PROBLEM DETAILS: Please copy the lines word for word, from the line containing "Each instance receives a single keypoint. Tag the cliff" through the end of the lines, including both ends.

DATA LINES:

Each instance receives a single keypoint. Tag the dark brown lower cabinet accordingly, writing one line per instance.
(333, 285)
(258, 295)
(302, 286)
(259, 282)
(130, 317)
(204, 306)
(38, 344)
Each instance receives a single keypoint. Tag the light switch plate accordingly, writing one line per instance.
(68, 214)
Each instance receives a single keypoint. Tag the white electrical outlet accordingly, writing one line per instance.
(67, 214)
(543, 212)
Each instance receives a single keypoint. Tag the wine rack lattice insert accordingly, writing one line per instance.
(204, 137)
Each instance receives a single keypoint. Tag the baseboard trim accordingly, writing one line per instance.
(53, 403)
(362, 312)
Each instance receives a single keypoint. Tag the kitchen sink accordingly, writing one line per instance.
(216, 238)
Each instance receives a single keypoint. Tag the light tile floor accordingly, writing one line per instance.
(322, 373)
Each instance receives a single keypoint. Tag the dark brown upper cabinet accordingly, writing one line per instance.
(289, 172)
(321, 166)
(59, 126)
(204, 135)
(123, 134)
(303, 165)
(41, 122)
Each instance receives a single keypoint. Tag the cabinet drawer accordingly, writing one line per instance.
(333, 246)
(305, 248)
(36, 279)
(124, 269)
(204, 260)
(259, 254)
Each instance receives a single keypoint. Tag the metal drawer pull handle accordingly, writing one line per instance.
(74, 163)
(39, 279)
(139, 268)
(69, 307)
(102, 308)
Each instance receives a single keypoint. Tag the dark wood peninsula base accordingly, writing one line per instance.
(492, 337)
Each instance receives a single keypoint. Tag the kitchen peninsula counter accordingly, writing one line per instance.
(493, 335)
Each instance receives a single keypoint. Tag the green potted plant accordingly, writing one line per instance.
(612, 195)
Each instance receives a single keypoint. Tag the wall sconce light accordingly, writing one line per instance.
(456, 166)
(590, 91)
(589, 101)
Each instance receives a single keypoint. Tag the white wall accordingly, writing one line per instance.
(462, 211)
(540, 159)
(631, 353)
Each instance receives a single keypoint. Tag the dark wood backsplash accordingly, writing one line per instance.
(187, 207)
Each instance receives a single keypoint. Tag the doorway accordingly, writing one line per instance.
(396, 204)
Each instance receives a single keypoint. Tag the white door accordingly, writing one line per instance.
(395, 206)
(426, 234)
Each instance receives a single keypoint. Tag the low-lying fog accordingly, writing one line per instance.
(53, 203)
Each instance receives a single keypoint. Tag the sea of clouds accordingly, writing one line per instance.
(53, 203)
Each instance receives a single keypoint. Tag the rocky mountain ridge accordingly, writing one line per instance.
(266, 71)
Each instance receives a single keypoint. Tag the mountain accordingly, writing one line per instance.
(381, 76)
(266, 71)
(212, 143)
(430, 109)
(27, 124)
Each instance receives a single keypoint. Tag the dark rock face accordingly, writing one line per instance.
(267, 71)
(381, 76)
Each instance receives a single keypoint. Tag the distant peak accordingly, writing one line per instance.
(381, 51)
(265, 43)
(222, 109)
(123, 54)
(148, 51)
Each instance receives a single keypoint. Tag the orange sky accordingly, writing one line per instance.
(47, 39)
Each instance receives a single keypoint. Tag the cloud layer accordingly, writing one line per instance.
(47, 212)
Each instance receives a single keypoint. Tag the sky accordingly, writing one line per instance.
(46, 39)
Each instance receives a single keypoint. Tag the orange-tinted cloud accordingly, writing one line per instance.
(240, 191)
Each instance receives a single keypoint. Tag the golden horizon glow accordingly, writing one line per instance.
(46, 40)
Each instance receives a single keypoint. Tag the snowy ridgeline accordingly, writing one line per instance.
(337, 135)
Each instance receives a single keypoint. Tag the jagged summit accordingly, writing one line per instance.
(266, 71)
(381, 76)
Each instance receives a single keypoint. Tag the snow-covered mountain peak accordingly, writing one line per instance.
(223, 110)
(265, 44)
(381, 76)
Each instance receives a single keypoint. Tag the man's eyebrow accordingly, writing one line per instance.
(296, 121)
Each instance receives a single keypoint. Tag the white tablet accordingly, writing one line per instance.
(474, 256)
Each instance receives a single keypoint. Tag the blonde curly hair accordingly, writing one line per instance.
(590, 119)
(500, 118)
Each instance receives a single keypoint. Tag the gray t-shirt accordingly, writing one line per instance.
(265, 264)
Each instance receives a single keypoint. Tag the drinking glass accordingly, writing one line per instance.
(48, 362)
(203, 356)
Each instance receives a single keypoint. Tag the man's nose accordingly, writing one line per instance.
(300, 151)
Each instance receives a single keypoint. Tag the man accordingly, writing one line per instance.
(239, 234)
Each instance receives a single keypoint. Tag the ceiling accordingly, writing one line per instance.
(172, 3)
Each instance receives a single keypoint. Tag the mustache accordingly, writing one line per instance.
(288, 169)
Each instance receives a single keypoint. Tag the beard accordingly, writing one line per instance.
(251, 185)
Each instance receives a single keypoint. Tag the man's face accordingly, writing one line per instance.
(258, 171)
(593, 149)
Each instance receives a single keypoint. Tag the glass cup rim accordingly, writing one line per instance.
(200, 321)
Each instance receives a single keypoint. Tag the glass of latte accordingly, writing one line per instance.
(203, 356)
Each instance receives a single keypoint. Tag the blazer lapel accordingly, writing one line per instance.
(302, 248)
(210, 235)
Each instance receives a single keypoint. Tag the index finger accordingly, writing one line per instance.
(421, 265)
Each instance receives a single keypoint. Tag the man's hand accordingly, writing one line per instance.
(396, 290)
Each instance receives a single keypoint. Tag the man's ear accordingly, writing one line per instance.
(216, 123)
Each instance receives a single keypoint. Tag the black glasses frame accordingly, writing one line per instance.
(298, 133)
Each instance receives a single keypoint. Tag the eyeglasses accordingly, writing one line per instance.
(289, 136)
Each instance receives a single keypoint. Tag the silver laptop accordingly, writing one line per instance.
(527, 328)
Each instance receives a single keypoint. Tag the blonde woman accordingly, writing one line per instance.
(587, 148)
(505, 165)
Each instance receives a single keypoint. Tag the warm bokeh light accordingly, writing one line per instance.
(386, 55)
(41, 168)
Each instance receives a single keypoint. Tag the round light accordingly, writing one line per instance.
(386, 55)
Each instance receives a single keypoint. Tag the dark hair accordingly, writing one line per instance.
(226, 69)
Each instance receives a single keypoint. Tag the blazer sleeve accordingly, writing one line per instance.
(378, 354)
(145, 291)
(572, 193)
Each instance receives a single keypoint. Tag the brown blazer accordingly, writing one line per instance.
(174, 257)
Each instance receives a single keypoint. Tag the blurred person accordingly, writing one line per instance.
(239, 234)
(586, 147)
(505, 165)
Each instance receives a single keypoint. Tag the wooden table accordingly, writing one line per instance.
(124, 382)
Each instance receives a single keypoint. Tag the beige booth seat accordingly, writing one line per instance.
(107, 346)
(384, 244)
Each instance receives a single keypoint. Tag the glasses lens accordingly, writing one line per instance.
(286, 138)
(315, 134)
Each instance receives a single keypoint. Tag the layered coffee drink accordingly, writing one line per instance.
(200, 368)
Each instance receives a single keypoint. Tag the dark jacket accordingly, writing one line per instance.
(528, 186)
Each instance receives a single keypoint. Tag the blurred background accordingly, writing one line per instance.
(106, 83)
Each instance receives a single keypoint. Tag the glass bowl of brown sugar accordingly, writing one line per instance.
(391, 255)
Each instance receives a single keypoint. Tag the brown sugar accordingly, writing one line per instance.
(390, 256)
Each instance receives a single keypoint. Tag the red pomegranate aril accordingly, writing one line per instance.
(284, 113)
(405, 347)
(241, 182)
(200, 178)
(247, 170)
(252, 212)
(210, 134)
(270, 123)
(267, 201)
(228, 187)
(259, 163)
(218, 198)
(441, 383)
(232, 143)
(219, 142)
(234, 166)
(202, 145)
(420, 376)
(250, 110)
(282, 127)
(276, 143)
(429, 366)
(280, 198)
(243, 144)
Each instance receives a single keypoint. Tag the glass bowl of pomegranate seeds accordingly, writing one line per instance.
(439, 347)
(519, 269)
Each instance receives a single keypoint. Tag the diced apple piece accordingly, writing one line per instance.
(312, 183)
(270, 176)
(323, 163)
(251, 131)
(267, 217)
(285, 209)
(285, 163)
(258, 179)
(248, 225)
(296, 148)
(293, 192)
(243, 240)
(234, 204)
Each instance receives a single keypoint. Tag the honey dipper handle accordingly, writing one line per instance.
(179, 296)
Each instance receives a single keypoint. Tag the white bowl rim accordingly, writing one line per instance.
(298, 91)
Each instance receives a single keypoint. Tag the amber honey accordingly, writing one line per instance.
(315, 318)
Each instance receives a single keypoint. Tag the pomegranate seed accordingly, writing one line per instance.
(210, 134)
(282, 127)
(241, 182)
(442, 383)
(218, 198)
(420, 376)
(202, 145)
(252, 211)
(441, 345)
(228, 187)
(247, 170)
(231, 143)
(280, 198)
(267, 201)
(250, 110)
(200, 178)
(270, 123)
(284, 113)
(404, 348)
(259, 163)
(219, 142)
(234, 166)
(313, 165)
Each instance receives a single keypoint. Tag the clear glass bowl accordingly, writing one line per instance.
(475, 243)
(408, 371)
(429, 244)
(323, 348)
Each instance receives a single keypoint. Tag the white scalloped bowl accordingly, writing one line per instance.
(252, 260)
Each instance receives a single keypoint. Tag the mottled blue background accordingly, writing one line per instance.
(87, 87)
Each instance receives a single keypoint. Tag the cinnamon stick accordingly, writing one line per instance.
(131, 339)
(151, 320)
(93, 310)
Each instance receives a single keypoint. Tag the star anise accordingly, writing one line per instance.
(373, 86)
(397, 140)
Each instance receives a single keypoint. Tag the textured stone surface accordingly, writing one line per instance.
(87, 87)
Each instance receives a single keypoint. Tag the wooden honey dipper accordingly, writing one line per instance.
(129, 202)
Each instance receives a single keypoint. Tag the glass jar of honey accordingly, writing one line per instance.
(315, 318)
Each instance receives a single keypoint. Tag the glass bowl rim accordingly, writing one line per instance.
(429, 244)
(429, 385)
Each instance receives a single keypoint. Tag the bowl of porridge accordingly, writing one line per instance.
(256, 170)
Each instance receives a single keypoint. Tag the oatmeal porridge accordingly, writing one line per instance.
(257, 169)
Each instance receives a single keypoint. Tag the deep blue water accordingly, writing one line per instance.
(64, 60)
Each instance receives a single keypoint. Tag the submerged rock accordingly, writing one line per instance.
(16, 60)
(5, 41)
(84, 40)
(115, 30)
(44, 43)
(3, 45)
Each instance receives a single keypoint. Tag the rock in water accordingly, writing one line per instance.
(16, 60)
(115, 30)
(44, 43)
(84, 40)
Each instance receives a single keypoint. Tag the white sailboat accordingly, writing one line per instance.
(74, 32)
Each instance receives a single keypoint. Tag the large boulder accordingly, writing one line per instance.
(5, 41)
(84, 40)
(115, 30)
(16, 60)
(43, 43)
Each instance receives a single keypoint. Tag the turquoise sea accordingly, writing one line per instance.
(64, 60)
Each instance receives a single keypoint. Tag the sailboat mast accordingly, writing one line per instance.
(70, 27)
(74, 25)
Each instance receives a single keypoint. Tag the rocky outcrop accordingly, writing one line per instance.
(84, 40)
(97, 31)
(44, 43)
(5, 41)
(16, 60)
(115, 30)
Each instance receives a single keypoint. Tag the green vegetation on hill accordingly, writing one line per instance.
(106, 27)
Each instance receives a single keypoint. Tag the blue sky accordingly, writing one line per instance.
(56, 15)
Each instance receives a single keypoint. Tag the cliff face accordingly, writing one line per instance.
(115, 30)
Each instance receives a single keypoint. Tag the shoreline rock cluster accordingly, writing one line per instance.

WRITTEN REPLY:
Each instance receives a single keypoint. Tag the cliff face accordingly, writing one line per instance.
(115, 30)
Each instance receives a single keypoint. Tag the shoreline rock cluster accordingly, writing one line per instance.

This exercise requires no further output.